* start DATASET EXTRACT *

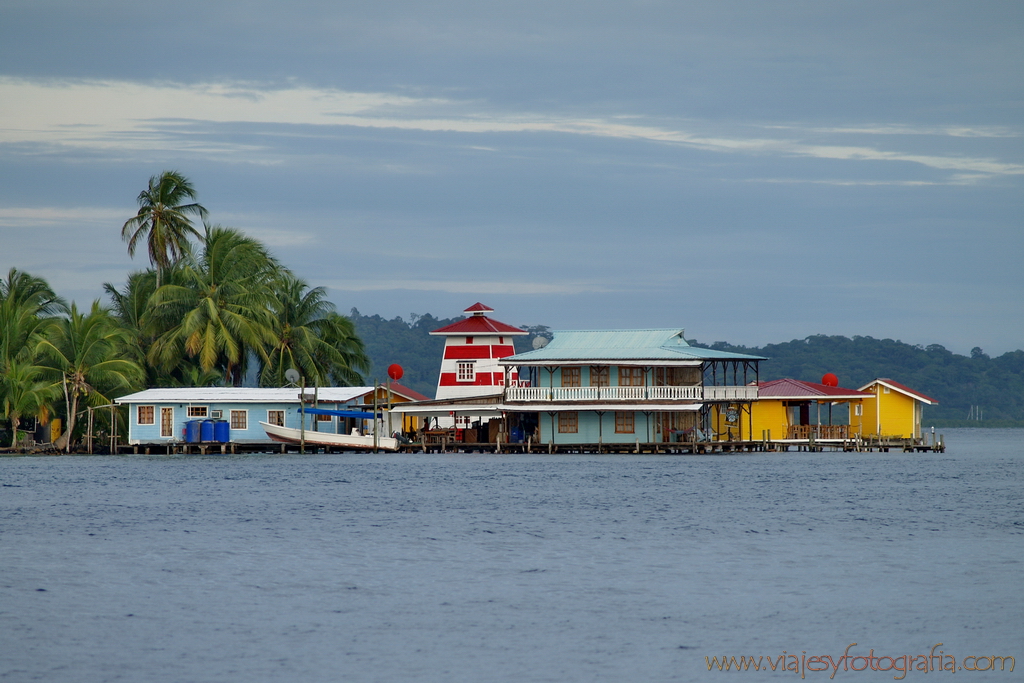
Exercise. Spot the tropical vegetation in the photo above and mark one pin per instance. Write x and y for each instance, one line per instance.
(214, 308)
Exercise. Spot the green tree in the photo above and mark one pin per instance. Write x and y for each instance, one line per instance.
(25, 391)
(27, 305)
(84, 352)
(216, 308)
(163, 220)
(311, 337)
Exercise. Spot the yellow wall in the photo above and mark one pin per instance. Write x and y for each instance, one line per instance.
(770, 415)
(895, 414)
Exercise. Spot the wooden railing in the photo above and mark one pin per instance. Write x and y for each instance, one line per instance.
(722, 393)
(819, 431)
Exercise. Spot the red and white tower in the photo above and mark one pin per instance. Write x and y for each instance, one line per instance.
(472, 347)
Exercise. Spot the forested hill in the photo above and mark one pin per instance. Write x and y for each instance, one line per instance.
(957, 382)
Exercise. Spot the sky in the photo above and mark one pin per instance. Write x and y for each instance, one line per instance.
(752, 172)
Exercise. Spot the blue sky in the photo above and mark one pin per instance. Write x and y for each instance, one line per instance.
(753, 172)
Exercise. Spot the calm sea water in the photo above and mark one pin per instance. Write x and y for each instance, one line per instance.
(517, 568)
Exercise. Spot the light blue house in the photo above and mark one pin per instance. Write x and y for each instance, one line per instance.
(161, 416)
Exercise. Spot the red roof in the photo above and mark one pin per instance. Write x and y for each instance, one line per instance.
(478, 324)
(902, 389)
(800, 390)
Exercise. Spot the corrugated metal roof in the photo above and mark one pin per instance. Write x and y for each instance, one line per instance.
(902, 388)
(655, 344)
(800, 390)
(240, 395)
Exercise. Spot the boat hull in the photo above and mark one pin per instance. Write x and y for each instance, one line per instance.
(353, 441)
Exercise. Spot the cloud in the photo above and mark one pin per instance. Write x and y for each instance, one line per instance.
(121, 117)
(471, 287)
(23, 217)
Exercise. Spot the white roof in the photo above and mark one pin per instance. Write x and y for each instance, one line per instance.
(241, 395)
(433, 409)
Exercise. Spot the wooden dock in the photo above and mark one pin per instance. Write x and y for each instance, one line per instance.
(884, 444)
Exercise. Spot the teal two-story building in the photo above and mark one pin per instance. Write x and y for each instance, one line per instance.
(592, 387)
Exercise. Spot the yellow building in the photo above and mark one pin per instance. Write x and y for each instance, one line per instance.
(893, 410)
(796, 410)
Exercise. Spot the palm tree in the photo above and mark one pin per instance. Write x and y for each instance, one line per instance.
(163, 220)
(24, 391)
(310, 337)
(26, 307)
(84, 353)
(217, 308)
(22, 288)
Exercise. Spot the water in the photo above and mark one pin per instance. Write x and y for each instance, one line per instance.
(508, 568)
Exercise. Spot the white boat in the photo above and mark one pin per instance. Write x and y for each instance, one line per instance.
(354, 440)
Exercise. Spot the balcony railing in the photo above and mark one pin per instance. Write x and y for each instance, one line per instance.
(710, 393)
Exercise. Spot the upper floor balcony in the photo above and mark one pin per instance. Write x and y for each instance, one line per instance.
(638, 393)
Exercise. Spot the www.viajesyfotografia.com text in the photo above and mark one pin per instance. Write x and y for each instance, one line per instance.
(902, 664)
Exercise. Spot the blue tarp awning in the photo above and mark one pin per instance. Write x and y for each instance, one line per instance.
(341, 414)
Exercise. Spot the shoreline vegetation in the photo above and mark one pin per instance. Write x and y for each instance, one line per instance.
(216, 308)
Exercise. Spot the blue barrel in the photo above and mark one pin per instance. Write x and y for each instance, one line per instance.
(206, 430)
(221, 431)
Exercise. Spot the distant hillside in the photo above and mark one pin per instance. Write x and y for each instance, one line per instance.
(960, 383)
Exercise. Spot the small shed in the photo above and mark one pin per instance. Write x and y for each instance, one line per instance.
(795, 409)
(893, 410)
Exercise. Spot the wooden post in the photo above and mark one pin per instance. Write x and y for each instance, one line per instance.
(90, 431)
(377, 386)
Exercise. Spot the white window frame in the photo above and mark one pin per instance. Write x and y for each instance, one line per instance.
(170, 424)
(245, 418)
(466, 371)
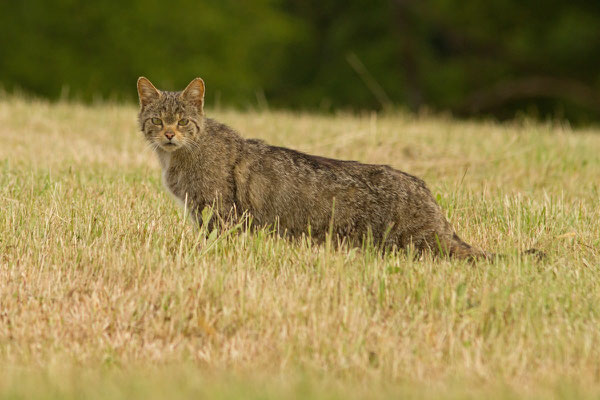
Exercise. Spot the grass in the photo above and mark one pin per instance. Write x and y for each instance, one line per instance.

* end DATASET EXTRACT *

__THE TASK__:
Turn all of the records above into a numbered list, one item per line, with blank lines left out. Omit the pictures from your answer.

__ANSWER TO THIS PROBLEM__:
1. Exercise. Spot the tropical vegetation in the photo above and mark one pin per instance. Write x and y for each instance, one line per instance.
2. (214, 308)
3. Exercise. Spot the green tree in the photo above and mark one pin per instance. Write x and y for each instance, one line per instance.
4. (25, 391)
5. (27, 305)
6. (84, 352)
7. (216, 308)
8. (163, 220)
9. (311, 337)
10. Exercise. Spot the yellow wall in the photo above and mark one pin per instance. Write x and y for each instance, one line per instance.
11. (770, 415)
12. (895, 414)
13. Exercise. Spot the wooden railing in the photo above and mark one pin per instance. Write x and y for each instance, one line per instance.
14. (722, 393)
15. (819, 431)
16. Exercise. Spot the red and white tower in the photo above and mark one pin per instance. Write x and y for each instance, one line per instance.
17. (472, 347)
18. Exercise. Spot the forested hill in the photo above and mark one pin per instance. Write x and y for each instance, one line per instance.
19. (957, 382)
20. Exercise. Spot the sky in the photo above and mark one pin per instance. Write x and y for each instance, one line per instance.
21. (752, 172)
22. Exercise. Spot the blue sky in the photo above and mark one pin per instance. Write x and y for each instance, one line per instance.
23. (753, 172)
24. Exercise. Spot the calm sea water in the photo above and mark one pin per instance. Write x and y for each instance, one line per instance.
25. (517, 568)
26. Exercise. Spot the light blue house in the photo above and mark one pin per instance. Write x and y for each instance, one line per instance.
27. (161, 416)
28. Exercise. Spot the red roof in the photo above and mark one pin per instance. Write x and y for each instance, one line per instance.
29. (478, 324)
30. (902, 389)
31. (800, 390)
32. Exercise. Spot the corrugated metal roof in the photo above and mark one pin per instance. Write x and y for each instance, one line per instance.
33. (902, 388)
34. (655, 344)
35. (800, 390)
36. (240, 395)
37. Exercise. Spot the boat hull in the photo above and mark one pin per instance. Write x and y for each instance, one line per instance.
38. (353, 441)
39. Exercise. Spot the cloud in the photo above and mark one pin per instance. Write x and y for each instance, one line per instance.
40. (121, 117)
41. (471, 287)
42. (23, 217)
43. Exercise. Spot the white roof in the photo above and mark one pin per instance. Write x and y for each instance, one line per instance.
44. (241, 395)
45. (433, 409)
46. Exercise. Spot the wooden dock in the photo above and mark one pin per instance. Write x and y for each instance, one line per instance.
47. (884, 444)
48. Exercise. Spot the teal two-story building in the photo above and mark one pin per instance. Write x and y for each instance, one line per instance.
49. (592, 387)
50. Exercise. Spot the yellow building in the photo above and mark one pin per instance. Write x and y for each instance, one line per instance.
51. (893, 410)
52. (796, 410)
53. Exercise. Spot the palm tree in the photo above and mark one pin per instance. Write x and y for each instance, one line per instance.
54. (163, 220)
55. (24, 391)
56. (310, 337)
57. (26, 307)
58. (84, 353)
59. (217, 308)
60. (22, 288)
61. Exercise. Spot the water in the photo above and mark one pin per instance. Write x and y for each instance, one line per instance.
62. (508, 568)
63. Exercise. Spot the white boat in the photo above and mark one pin per instance. Write x and y for each instance, one line per instance.
64. (354, 440)
65. Exercise. Spot the balcony railing in the photo above and mark one pin per instance. Write x and y for each instance, one line per instance.
66. (710, 393)
67. Exercise. Spot the upper floor balcony in the photo above and mark one pin per instance. Write x and y for each instance, one line per instance.
68. (638, 393)
69. Exercise. Spot the www.viajesyfotografia.com text in the photo above and mark one pin per instance. Write x and y for each instance, one line per instance.
70. (902, 664)
71. Exercise. Spot the blue tarp awning in the photo above and mark one pin per instance. Write x and y for each instance, one line per instance.
72. (341, 414)
73. Exercise. Spot the shoreline vegetation in the photo above and mark one pin per instance. Write x and y for each instance, one line per instance.
74. (216, 308)
75. Exercise. Spot the blue barrel in the photo above and mark one pin per instance. Write x and y for each instance, one line per instance.
76. (206, 430)
77. (221, 431)
78. Exercise. Spot the distant hillside in the photo above and mark one pin per instance. Write x and y for each instance, one line per instance.
79. (960, 383)
80. Exercise. Spot the small shed in the photo above and mark one pin per instance. Write x and y for each instance, one line per instance.
81. (795, 409)
82. (893, 410)
83. Exercise. Spot the wooden post in the photo above and mark one pin per instance. Write x and y for each instance, one line per instance.
84. (90, 431)
85. (377, 386)
86. Exercise. Spot the white window frame in the photo above and mark one pin per instance. Write x and y for each instance, one line per instance.
87. (170, 424)
88. (245, 418)
89. (466, 371)
90. Exercise. Spot the grass in the photo above and mark one pin per instance. Write x and y for each instance, one line per instance.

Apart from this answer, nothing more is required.